WHAT NEEDS TO BE DONE:
In the abstract on the midblastula transition in Xenopus blastomeres, above what cell cycle time does the G2 phase appear?

[PASSAGE TO READ]

Midblastula transition (MBT) of the cell cycles in the yolk and pigment granule-free translucent blastomeres obtained from centrifuged Xenopus embryos.

We obtained translucent blastomeres free of yolk and pigment granules from Xenopus embryos which had been centrifuged at the beginning of the 8-cell stage with cellular integrity. They divided synchronously regardless of their cell size until they had decreased to 37.5 microm in radius; those smaller than this critical size, however, divided asynchronously with cell cycle times inversely proportional to the square of the cell radius after midblastula transition (MBT). The length of the S phase was determined as the time during which nuclear DNA fluorescence increased in Hoechst-stained blastomeres. When the cell cycle time exceeded 45 min, S and M phases were lengthened; when the cell cycle times exceeded 70 min, the G2 phase appeared; and after cell cycle times became longer than 150 min, the G1 phase appeared. Lengths of G1, S and M phases increased linearly with increasing cell cycle time. Enhanced green fluorescent protein (EGFP)-tagged proliferating cell nuclear antigen (PCNA) expressed in the blastomeres appeared in the S phase nucleus, but suddenly dispersed into the cytoplasm at the M phase. The system developed in this study is useful for examining the cell cycle behavior of the cell cycle-regulating molecules in living Xenopus blastomeres by fluorescence microscopy in real time.

[/PASSAGE TO READ]
[DATA]

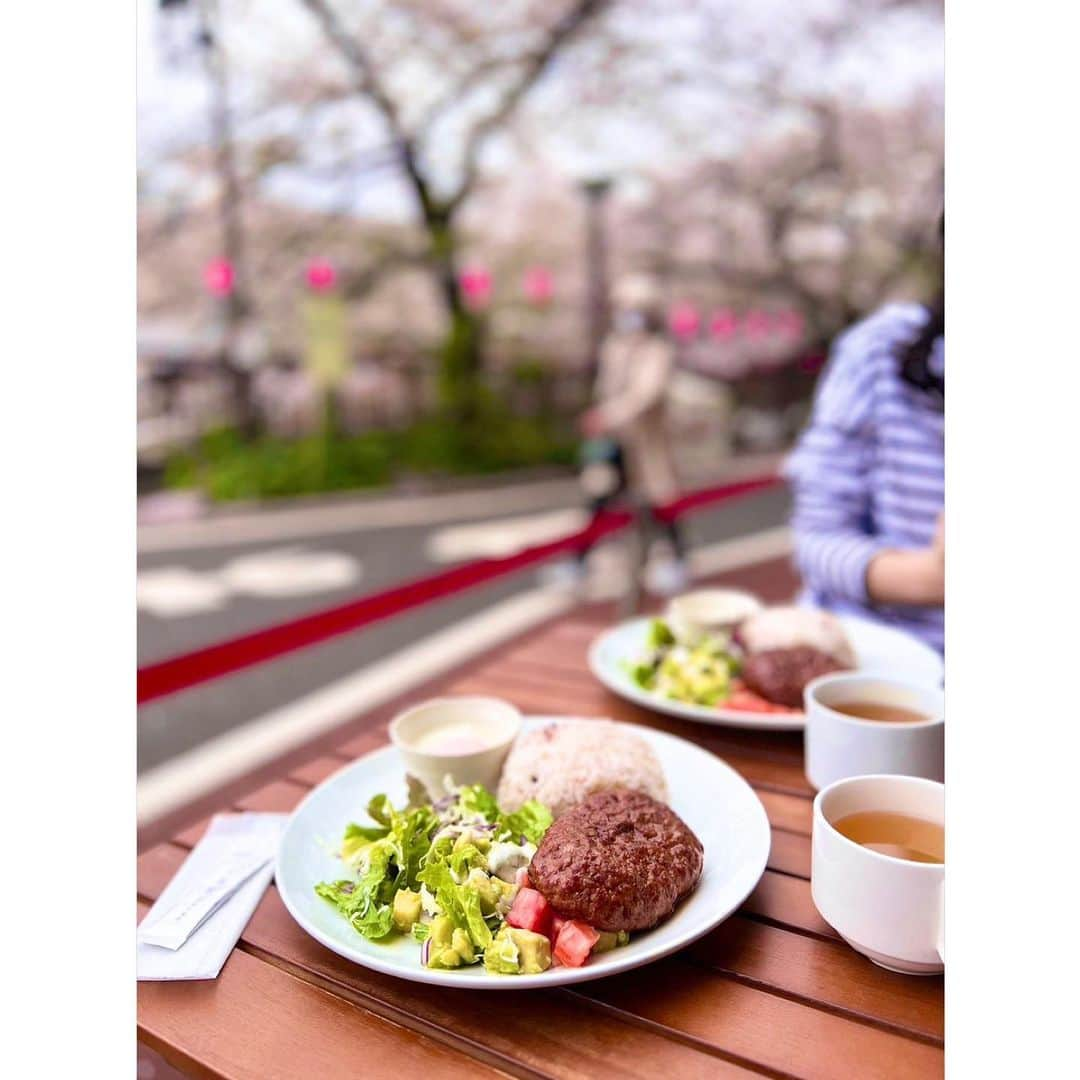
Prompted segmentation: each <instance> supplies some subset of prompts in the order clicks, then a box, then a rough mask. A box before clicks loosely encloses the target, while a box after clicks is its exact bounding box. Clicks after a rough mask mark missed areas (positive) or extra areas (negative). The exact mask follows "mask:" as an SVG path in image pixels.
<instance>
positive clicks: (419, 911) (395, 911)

[/DATA]

SOLUTION:
The G2 phase appears when the cell cycle time exceeds 70 minutes.